------ EXCERPT ------
Wednesday,19 September, 2018
Current issue | Issue 1238, (19 - 25 March 2015)
Wednesday,19 September, 2018
Issue 1238, (19 - 25 March 2015)

Ahram Weekly

Budding talent

Nehad Selaiha attended the 13th Festival des Jeunes Createurs

Budding talent
Budding talent
Al-Ahram Weekly

Since 2003, the French Cultural Centre in Cairo has been holding an annual festival/competition to showcase and promote young theatrical talent in Egypt, rewarding some of the winners with the opportunity to expand their knowledge and experience of theatre by sending them on trips to France to attend the prestigious Avignon festival and allowing others to hone their talent at home by offering them especially organized theatre workshops conducted by prominent French experts in the field. This annual event, which only suffered a two-year interruption in 2011-12 due to the turbulences following the 25 January Egyptian revolution, was originally conceived and set in motion by Latifa Fahmi, the directress of artistic activities in the Centre for many, many years. Indeed, one can never speak of Le Festival des Jeunes Createurs without immediately thinking of her with deep respect and appreciation. Until last year, she was its organizer and guiding spirit, and before she retired she had made sure her baby was left in good, trustworthy hands and would continue to grow and flourish under the care of her long-time French and Egyptian colleagues who gained experience working alongside her.

In previous years, Fahmi, as an Egyptian, who has extensive knowledge of both the local and French theatrical scenes, is in close constant touch with the work of young theatre artists in Egypt and occasionally dabbles in theatre herself, undertook the selection of performances for the festival. Now that she is gone, this work was entrusted this year to an Egyptian three-member artistic committee. Out of the forty shows applying for participation the three members – directors Tareq El-Dweiri and Salam Yusri and choreographer and dancer Karima Mansour – watched, seven were picked out to perform in the competition before a jury made up of playwright/director Lenin El-Ramly, theatre scholar/critic Hazem Azmy, and choreographer/directress Mirette Mechail. A further three were invited to perform on the fringe.
------
## TASKS TO PERFORM
A. Decide whether each statement agrees with the festival article, answering yes or no and quoting the words that settle it: (i) the festival has run every year without a break since 2003; (ii) this year a three-member committee chose the shows; (iii) eight shows were picked for the competition.
B. Pick up the festival article after its last sentence and keep writing it.
The listing that comes next has no connection to the festival article.
------ RECORDS ------
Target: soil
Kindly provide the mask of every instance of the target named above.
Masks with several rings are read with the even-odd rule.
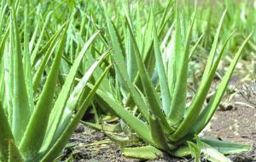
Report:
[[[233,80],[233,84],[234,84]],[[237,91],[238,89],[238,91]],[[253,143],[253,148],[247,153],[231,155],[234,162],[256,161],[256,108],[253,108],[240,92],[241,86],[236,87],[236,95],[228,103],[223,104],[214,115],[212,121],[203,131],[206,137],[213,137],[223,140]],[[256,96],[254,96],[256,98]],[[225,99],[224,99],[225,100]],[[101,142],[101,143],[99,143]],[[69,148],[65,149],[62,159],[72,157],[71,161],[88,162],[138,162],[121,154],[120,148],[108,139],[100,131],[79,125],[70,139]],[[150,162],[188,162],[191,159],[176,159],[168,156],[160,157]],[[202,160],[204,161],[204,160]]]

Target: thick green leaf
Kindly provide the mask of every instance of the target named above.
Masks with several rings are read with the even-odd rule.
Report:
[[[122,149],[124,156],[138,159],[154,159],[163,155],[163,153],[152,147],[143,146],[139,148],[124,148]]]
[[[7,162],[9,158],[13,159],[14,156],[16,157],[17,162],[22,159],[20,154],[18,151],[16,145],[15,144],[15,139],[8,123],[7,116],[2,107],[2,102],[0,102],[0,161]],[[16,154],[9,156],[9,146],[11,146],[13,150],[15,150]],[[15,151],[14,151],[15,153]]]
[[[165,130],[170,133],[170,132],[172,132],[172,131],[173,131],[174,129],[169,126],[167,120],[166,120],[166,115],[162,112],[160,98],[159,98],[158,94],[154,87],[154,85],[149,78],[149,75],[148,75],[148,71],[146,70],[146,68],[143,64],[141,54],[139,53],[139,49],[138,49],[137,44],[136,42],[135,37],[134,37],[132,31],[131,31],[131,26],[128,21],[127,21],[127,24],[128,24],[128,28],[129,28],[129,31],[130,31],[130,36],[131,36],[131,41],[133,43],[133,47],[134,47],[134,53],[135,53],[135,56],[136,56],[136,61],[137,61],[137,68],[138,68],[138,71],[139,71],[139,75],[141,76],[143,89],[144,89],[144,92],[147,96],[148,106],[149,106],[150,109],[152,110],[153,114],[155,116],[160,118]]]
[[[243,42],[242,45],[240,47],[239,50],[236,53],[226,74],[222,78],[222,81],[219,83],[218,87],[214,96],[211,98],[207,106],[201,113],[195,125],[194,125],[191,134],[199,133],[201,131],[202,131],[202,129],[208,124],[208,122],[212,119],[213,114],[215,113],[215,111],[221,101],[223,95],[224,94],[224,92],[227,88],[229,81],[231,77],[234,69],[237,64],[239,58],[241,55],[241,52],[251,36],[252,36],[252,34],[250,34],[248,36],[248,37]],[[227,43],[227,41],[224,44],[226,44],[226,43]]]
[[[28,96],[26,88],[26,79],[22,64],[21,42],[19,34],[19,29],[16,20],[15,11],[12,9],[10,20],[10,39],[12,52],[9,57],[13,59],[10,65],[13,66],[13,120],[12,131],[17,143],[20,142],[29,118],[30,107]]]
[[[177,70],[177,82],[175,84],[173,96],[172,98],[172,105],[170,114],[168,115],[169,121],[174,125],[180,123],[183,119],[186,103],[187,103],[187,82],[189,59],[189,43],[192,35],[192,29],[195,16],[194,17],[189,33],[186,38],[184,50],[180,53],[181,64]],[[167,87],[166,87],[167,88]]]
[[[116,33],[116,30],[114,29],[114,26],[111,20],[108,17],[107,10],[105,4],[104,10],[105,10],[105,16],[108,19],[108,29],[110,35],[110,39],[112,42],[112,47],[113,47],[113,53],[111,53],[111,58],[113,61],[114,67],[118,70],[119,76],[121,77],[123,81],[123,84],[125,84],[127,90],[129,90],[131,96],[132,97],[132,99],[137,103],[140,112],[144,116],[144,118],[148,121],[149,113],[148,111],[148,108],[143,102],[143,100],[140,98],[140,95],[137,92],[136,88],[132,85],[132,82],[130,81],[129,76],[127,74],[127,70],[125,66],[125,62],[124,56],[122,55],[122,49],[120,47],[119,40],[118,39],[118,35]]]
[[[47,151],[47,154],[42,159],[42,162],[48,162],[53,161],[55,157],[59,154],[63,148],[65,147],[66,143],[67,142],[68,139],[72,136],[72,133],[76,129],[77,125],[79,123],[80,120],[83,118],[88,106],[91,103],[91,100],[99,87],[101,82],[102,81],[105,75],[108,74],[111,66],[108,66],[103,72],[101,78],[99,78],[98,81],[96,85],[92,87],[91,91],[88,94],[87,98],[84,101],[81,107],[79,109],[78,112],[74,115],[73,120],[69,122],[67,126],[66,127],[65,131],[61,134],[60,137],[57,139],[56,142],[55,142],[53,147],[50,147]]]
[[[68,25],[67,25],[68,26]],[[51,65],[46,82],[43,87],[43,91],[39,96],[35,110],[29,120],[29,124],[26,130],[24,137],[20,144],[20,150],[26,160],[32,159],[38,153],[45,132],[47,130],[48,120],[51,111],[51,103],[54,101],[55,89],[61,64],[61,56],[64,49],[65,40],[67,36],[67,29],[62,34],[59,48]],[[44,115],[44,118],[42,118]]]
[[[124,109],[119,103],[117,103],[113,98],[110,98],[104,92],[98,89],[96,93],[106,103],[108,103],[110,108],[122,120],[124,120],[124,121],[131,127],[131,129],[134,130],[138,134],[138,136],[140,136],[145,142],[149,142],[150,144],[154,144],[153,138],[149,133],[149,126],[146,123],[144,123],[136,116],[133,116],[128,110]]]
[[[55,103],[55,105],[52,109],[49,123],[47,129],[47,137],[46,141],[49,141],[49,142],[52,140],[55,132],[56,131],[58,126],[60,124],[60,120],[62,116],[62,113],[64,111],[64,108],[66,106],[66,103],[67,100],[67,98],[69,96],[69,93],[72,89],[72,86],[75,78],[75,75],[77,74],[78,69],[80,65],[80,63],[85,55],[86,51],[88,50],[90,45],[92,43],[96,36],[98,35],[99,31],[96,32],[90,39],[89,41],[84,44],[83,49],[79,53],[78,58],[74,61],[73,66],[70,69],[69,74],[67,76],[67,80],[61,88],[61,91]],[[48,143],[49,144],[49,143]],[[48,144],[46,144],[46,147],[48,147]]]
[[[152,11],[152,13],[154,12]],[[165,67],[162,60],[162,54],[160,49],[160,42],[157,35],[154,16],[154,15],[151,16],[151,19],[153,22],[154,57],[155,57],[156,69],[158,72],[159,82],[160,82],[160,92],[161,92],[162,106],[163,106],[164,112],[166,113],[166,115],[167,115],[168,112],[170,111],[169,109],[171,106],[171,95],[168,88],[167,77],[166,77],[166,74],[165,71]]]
------
## ANSWERS TO EACH TASK
A.
(i) No: "only suffered a two-year interruption in 2011-12"
(ii) Yes: "this work was entrusted this year to an Egyptian three-member artistic committee"
(iii) No: "seven were picked out to perform in the competition"

B.
Compared to previous editions, the choices of this selection committee reflected a somewhat tame, traditional spirit. Though the chosen performances offered a wide variety of world drama, including plays from Turkey, Japan, Russia, Spain, Belgium and, of course, France, which claimed a lion’s share with three classics of the French stage, almost all of them represented a tendency to play it safe by relying on well known, well tried, or internationally acclaimed dramatic texts and minimizing all risks by taking no liberties with them, and limiting dramaturgical interference to simply cutting them down to reduce their length. Whether this is to be attributed to the taste of the selection committee, or to the actual absence of eligible works of a different tendency among the rest of the forty shows that applied for participation, remains a question.  In any case, I personally missed the reckless inventiveness, adventurous spirit and willingness to take imaginative risks occasionally displayed in previous editions, even though, admittedly, more often than not, it ended in disaster.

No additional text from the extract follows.